→ Work required:
Return each line in the listing below that contains the word "beam". Treat uppercase and lowercase as different.

(Extracted listing)
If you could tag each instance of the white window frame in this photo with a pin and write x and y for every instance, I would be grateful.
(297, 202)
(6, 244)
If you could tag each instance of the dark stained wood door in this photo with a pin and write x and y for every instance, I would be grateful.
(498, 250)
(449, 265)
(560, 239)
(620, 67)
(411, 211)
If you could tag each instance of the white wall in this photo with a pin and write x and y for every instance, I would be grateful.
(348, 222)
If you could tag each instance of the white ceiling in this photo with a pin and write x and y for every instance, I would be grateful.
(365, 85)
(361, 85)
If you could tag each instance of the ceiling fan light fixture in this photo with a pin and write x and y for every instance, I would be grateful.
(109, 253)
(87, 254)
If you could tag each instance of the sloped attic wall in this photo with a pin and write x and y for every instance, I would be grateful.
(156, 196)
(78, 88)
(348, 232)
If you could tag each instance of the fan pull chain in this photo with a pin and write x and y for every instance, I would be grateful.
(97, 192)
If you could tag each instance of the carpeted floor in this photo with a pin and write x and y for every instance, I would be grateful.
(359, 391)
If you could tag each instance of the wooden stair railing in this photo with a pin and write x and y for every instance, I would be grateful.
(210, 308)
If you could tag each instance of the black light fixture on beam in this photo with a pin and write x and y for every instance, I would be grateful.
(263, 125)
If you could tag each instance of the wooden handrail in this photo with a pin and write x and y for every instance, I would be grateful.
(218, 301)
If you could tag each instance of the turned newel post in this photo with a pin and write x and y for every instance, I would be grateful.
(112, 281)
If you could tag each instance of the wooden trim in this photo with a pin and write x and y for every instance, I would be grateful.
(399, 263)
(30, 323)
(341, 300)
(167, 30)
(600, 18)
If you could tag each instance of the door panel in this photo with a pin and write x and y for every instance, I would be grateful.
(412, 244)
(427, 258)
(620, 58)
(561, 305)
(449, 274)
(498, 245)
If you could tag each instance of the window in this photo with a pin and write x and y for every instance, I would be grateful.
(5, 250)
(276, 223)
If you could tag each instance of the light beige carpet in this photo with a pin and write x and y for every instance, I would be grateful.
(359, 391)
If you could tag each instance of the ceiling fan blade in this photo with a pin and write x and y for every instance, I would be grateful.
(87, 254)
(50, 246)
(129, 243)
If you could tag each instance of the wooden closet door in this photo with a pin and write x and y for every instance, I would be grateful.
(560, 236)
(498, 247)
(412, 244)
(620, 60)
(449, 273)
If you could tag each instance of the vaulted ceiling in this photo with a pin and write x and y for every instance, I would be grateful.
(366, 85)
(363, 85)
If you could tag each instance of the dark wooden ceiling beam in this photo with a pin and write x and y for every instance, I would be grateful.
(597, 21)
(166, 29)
==
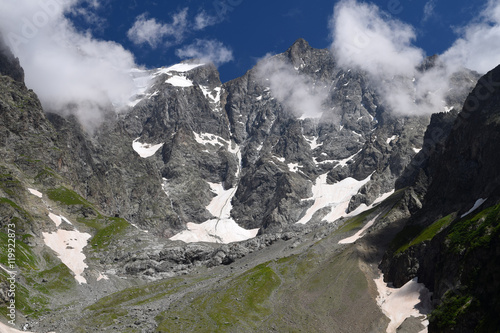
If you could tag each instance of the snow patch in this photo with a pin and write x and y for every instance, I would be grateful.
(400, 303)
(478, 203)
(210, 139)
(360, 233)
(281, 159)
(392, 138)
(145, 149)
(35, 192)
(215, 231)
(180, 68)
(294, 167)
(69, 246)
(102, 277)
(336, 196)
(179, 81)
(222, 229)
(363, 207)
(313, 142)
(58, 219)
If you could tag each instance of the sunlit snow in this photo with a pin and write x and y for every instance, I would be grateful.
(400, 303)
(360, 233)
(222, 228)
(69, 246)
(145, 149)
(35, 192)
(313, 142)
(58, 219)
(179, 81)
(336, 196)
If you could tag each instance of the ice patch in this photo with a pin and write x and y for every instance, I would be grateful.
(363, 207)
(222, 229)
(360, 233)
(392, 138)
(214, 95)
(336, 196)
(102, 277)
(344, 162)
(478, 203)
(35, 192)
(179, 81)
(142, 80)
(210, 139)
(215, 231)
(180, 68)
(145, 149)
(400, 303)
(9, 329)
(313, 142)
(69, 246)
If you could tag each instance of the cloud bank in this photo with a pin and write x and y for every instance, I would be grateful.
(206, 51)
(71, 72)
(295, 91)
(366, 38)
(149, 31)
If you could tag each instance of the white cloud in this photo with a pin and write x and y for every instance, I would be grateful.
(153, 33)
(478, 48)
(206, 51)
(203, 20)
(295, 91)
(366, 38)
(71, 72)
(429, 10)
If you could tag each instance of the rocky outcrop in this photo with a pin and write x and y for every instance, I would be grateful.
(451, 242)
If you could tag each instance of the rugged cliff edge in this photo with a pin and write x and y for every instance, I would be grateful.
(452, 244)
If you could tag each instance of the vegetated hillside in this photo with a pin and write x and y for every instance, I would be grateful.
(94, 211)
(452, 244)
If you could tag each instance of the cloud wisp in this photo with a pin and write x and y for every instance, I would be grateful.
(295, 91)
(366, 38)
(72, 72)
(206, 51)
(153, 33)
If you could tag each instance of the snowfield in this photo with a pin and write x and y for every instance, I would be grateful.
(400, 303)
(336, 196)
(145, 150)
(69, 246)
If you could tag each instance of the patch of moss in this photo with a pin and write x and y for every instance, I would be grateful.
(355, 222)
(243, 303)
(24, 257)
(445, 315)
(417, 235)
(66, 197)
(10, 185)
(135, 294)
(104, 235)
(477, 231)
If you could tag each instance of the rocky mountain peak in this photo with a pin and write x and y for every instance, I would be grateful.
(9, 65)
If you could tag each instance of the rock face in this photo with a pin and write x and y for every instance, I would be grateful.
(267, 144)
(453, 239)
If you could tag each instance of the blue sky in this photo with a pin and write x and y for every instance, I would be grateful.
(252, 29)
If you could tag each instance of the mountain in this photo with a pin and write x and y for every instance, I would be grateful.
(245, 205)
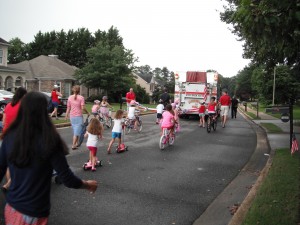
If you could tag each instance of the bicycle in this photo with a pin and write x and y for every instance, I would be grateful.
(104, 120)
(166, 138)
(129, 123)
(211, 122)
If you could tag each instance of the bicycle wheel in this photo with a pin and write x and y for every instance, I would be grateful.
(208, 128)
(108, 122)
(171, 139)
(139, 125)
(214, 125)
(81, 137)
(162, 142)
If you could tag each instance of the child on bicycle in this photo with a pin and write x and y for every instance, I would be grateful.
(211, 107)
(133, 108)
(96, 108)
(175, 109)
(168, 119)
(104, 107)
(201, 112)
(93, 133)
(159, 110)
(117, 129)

→ Answer to the task:
If you could tag each instance of the black light fixture on beam in this photo with a pin and write x and y for every instance, I would be grateful.
If you could tag each instance of the dark wooden ceiling beam in this photo with a pin and write x and y for every instance, I would be grateful.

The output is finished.